* **DIRECTIVE**
In the records below, find the line containing "Labeling fields. Category: wood plank"; give it again exactly, along with every line that follows, and nothing else.

###

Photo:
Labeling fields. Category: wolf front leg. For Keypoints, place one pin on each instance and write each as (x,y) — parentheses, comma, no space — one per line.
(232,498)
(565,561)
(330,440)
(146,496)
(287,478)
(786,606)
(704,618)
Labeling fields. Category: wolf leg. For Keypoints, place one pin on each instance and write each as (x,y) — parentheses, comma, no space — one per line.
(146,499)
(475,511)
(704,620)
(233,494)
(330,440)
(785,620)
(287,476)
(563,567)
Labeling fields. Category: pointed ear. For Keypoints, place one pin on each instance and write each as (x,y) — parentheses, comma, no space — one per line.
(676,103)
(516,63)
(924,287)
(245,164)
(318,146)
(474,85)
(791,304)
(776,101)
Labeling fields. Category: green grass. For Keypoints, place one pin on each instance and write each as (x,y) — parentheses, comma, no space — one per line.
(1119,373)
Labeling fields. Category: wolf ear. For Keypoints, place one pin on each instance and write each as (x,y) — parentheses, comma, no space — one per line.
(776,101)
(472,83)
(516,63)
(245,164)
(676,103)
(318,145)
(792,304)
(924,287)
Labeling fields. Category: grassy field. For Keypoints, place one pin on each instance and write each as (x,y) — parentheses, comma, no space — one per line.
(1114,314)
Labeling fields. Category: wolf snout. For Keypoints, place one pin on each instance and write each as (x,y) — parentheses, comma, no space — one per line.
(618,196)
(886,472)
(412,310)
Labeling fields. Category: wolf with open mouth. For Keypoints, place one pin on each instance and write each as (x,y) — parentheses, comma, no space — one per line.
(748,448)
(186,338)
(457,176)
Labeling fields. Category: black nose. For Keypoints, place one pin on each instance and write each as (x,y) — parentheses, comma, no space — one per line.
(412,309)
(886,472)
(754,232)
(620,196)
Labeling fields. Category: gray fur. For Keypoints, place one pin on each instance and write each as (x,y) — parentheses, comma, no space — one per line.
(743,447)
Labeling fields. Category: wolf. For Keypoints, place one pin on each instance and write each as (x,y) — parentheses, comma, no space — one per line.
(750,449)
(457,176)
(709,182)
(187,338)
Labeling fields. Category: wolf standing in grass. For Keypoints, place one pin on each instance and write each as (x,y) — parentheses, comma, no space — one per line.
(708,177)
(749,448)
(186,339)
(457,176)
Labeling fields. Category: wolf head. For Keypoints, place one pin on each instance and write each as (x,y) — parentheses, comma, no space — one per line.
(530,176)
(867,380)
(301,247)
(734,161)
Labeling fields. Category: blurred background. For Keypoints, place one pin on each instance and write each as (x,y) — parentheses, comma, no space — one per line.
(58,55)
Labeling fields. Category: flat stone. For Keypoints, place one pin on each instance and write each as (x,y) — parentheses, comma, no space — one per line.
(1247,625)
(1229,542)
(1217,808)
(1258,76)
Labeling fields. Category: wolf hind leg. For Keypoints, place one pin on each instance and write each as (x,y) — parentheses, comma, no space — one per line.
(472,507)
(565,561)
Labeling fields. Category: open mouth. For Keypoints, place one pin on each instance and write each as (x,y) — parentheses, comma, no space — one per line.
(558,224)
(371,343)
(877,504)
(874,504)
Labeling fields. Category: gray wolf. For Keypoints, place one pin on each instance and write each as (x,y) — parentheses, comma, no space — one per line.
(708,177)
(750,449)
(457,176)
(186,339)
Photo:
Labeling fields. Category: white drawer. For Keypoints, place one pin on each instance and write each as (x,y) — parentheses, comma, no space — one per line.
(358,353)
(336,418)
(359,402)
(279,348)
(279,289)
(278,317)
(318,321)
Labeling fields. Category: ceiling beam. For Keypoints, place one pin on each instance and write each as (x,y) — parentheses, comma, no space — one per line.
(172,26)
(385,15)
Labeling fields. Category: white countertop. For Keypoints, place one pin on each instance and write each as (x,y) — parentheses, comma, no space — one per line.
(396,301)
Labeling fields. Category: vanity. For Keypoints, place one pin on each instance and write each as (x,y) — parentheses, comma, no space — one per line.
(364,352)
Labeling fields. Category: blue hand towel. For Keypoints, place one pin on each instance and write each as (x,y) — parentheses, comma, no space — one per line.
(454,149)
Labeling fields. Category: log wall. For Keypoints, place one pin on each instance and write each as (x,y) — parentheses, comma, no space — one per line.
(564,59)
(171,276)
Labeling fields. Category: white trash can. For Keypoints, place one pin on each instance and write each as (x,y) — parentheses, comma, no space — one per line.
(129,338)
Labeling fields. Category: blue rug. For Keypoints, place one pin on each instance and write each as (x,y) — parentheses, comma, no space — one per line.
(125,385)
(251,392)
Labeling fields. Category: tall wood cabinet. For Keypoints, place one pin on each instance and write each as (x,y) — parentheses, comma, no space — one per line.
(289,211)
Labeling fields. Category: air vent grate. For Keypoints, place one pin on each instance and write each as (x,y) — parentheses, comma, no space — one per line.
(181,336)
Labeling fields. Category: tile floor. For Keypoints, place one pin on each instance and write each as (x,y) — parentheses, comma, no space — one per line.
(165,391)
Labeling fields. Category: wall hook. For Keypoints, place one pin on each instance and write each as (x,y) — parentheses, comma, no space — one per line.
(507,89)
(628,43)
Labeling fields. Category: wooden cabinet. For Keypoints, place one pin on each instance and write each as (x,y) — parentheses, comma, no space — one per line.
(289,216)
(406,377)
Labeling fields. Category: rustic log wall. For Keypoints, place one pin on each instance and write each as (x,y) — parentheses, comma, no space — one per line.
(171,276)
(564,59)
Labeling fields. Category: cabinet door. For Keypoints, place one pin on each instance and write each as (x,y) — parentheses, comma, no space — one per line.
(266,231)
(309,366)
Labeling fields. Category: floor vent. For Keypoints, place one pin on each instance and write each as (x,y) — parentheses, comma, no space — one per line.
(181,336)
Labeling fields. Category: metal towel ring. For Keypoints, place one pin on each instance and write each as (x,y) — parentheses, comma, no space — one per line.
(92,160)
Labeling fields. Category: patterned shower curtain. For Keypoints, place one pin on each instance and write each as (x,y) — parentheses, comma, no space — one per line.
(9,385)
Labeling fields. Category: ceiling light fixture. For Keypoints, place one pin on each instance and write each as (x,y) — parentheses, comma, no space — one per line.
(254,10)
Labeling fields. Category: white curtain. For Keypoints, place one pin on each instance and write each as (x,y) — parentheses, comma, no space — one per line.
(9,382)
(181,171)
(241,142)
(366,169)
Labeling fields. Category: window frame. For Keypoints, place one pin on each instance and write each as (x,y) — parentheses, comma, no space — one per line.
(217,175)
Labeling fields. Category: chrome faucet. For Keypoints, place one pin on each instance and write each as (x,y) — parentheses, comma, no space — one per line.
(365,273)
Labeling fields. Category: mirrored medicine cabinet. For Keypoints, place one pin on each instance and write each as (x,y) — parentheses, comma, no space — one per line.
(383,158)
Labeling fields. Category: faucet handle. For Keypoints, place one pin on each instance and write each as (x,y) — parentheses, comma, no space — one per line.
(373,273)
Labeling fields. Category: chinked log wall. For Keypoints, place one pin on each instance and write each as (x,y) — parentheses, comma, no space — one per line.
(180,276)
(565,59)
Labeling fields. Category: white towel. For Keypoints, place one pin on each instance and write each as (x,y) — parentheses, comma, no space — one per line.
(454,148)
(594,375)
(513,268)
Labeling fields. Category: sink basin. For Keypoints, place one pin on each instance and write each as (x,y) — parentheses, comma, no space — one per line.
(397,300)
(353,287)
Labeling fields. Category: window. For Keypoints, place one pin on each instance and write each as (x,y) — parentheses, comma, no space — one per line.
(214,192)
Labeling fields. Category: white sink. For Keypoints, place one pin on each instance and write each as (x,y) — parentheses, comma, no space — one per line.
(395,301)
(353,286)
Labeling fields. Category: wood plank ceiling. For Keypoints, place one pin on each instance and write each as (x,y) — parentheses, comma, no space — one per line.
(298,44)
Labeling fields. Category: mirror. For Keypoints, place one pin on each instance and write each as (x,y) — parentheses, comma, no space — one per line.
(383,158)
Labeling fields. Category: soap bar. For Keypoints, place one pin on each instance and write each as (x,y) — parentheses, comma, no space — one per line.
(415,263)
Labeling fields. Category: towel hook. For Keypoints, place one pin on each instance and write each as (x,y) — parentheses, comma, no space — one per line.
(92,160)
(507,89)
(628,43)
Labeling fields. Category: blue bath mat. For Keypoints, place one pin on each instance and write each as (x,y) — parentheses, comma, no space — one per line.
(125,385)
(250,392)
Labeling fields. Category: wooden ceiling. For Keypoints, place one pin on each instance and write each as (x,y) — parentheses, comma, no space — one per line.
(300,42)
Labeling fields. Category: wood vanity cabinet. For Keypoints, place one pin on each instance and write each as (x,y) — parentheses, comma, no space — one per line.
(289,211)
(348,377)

###

* **TASK OUTPUT**
Labeling fields. Category: wood plank ceiling. For Keypoints, place one pin on each instance and write each as (x,y) — parentheses, comma, no space — one per line.
(298,44)
Labeling fields. Category: mirror. For Keypoints, place one pin on each instance and write each as (x,y) — parentheses, comma, no space — one per line.
(383,158)
Labeling fields. Category: soap bar. For Keypoints, place one pin on each instance and write each as (x,y) — parentheses, comma, no space — one per line.
(415,263)
Labeling fields. Category: towel hook. For Keypoints, place one pin on each instance and write each as (x,y) — parentheses, comma, no space — one per line.
(92,160)
(507,89)
(628,43)
Labeling fields. Category: blue bath mat. For Keypoints, place one pin on each instance and write each as (x,y) — parentheses, comma, no space — one per line.
(125,385)
(250,392)
Labeling fields. Category: wooden ceiling. For Keypoints, place one pin on each instance and write each as (x,y) — parentheses, comma, no space — one per line.
(300,42)
Labeling fields. Category: wood vanity cabinet. For Keypoints, place one pin on each instance and write each as (x,y) — parentheses, comma, no space — one per line.
(289,211)
(348,377)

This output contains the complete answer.